GIVEN DATA
....

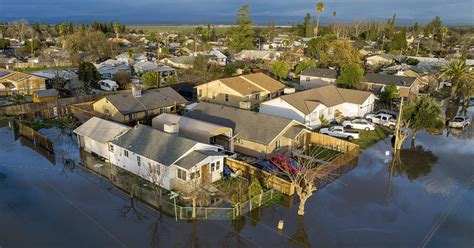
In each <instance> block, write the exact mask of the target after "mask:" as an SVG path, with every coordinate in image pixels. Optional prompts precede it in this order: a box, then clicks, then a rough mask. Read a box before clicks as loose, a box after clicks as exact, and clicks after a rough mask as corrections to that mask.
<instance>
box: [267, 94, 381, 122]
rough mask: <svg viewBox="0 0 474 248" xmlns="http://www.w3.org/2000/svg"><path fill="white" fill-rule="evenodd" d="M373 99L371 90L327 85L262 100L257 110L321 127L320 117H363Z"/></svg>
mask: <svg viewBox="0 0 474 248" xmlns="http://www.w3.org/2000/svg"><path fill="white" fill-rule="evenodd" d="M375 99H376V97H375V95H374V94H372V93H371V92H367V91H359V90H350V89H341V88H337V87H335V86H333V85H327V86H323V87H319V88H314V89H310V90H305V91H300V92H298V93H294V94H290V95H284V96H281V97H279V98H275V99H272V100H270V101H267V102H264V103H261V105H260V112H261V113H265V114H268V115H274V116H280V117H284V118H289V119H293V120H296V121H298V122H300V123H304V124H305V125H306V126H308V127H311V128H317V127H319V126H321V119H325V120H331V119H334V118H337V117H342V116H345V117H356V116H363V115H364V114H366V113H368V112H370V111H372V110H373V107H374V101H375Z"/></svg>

....

Write out the records above word for word, omitting the pictures.

EXERCISE SOLUTION
In each <instance> block, write the exact mask of the target after "mask:" as an SVG path, with every coordinate in image pixels. Optional prompts precede it in this order: a box, then clicks, then a rough mask. Read a box before clicks as loose, a box after clicks as exact, and clicks after a rough mask as corrections to that mask.
<instance>
box: [267, 94, 381, 122]
rough mask: <svg viewBox="0 0 474 248" xmlns="http://www.w3.org/2000/svg"><path fill="white" fill-rule="evenodd" d="M373 99L371 90L327 85L262 100L257 110L321 127L320 117H363Z"/></svg>
mask: <svg viewBox="0 0 474 248" xmlns="http://www.w3.org/2000/svg"><path fill="white" fill-rule="evenodd" d="M375 99H376V97H375V95H374V94H372V93H371V92H367V91H359V90H350V89H341V88H337V87H335V86H333V85H327V86H323V87H319V88H314V89H310V90H305V91H300V92H298V93H294V94H290V95H284V96H281V97H279V98H275V99H272V100H270V101H267V102H264V103H261V105H260V112H261V113H265V114H268V115H274V116H280V117H284V118H289V119H293V120H296V121H298V122H300V123H304V124H305V125H306V126H308V127H311V128H317V127H319V126H321V119H325V120H331V119H334V118H337V117H342V116H345V117H356V116H363V115H364V114H366V113H368V112H370V111H372V110H373V107H374V101H375Z"/></svg>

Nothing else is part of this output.